**Goal:**
Which lines in the items below contain the word "ceiling"? Pull out each such line and copy it whole, treating uppercase and lowercase letters as different.

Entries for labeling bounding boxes
===============

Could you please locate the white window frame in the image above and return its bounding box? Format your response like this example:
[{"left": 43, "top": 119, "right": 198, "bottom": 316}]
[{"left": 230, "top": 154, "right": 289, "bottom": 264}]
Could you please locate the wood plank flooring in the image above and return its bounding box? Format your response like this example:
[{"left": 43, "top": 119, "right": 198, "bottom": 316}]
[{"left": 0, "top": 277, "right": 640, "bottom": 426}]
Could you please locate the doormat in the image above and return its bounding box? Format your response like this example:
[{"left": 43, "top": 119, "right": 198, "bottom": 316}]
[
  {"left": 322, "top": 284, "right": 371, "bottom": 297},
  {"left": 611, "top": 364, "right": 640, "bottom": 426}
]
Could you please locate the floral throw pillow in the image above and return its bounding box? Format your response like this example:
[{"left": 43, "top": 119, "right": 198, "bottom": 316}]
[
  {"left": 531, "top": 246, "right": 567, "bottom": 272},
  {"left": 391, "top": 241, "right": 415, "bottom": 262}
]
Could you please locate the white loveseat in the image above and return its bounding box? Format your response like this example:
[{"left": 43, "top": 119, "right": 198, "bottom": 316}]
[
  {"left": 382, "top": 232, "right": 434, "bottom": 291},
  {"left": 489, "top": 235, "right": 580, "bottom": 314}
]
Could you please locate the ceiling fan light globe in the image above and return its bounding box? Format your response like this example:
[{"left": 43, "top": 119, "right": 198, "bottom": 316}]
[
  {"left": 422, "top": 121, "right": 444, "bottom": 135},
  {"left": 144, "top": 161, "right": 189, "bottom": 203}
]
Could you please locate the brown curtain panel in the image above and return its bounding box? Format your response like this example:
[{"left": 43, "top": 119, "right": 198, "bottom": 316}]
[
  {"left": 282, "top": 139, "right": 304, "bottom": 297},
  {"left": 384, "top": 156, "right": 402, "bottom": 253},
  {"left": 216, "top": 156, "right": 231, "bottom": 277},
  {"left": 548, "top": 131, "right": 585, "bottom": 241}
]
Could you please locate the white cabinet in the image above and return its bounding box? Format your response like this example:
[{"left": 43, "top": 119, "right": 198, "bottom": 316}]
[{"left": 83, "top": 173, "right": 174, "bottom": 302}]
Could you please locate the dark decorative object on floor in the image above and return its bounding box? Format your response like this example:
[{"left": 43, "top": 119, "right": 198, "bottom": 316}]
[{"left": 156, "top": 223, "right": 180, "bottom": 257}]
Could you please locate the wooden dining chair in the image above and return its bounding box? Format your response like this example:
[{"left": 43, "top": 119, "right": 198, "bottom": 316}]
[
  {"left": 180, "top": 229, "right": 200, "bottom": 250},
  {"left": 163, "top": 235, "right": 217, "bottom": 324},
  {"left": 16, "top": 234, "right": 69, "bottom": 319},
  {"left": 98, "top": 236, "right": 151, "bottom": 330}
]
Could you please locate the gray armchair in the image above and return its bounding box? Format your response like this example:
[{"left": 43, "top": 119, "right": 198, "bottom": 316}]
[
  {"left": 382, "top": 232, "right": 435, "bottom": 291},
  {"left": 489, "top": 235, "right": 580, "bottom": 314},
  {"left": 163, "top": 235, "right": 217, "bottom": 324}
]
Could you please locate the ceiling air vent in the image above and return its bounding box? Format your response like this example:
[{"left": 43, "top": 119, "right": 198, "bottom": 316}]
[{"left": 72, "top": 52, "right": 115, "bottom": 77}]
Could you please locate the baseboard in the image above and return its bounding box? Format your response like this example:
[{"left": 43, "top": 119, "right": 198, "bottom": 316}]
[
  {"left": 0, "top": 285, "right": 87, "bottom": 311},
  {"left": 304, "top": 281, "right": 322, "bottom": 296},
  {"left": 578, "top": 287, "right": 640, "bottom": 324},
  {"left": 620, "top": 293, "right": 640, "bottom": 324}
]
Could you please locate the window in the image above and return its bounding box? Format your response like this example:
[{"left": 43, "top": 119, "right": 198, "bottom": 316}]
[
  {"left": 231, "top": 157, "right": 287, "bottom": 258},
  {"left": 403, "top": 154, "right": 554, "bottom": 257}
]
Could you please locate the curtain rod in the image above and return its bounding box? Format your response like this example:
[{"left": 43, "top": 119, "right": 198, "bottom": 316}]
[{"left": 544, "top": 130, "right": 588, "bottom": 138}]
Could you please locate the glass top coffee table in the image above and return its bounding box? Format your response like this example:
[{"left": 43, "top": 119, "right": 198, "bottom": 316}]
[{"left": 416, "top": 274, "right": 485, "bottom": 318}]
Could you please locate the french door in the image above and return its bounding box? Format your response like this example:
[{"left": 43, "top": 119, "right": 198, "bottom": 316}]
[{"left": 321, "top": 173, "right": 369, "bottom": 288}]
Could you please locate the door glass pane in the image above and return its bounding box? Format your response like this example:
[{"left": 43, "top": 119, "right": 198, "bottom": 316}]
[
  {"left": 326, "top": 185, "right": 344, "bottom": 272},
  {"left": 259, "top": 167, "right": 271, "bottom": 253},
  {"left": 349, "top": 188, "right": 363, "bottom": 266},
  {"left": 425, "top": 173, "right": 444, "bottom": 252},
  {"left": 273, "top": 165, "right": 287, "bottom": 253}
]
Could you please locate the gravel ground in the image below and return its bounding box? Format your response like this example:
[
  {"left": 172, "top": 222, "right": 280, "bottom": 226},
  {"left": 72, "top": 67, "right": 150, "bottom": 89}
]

===============

**Written solution:**
Could you please locate the ceiling fan light globe in the image above and return its bounding box? Format your response like this example:
Could you please locate the ceiling air vent in the image above and return its bounding box? Format your response like this example:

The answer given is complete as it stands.